**Exercise**
Return every line in the data below that contains the word "rock". Case counts.

================

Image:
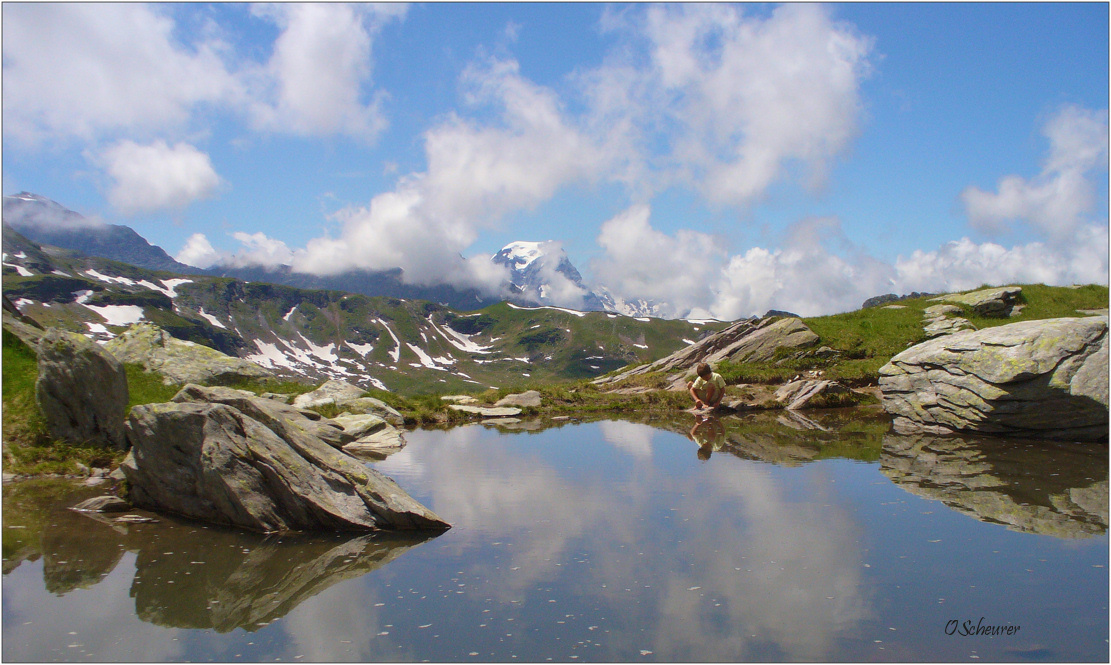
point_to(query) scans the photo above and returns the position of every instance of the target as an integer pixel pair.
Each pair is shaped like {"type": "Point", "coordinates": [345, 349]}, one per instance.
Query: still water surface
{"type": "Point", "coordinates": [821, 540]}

================

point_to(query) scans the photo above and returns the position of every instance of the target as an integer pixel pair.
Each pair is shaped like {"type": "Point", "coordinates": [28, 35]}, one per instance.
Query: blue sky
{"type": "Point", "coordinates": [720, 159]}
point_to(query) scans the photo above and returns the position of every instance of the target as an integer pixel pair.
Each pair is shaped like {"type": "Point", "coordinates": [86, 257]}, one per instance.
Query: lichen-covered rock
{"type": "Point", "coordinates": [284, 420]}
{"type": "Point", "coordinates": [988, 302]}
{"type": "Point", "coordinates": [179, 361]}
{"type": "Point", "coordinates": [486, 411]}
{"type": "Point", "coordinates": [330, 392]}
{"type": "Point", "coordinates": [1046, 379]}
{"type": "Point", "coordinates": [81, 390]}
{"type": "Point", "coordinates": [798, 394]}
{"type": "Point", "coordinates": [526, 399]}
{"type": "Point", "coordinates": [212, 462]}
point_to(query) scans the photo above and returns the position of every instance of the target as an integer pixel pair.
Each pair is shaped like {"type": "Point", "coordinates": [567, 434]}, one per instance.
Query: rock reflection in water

================

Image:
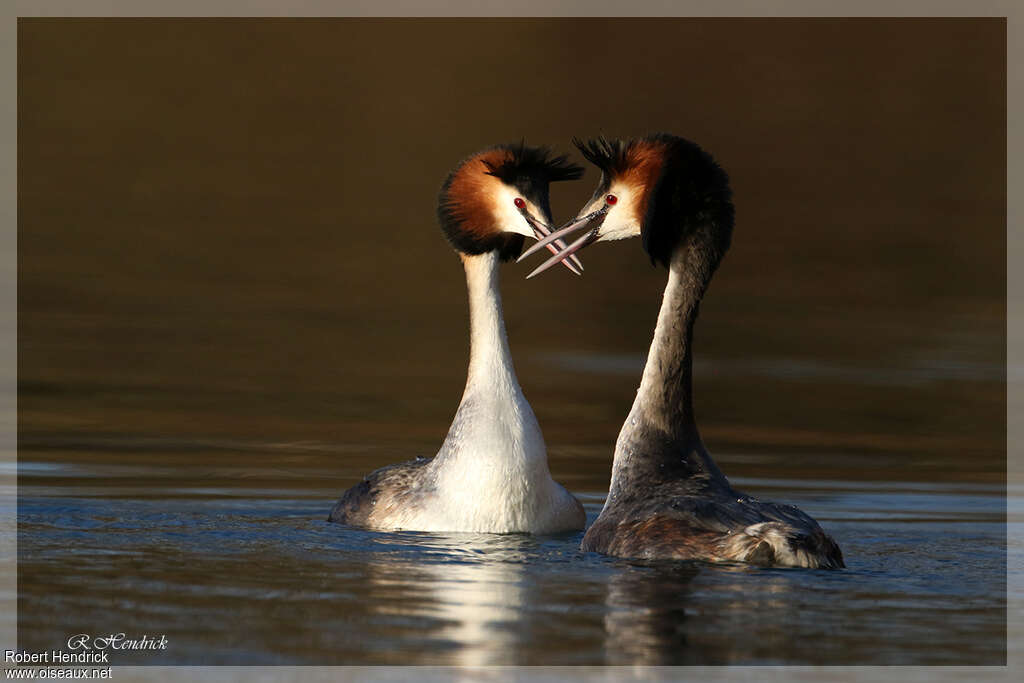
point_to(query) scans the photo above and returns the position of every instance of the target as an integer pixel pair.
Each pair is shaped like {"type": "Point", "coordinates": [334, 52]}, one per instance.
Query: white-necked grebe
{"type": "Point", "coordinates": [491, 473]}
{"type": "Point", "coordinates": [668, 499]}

================

**Output of the exercise**
Query: lichen-covered rock
Query: rock reflection in water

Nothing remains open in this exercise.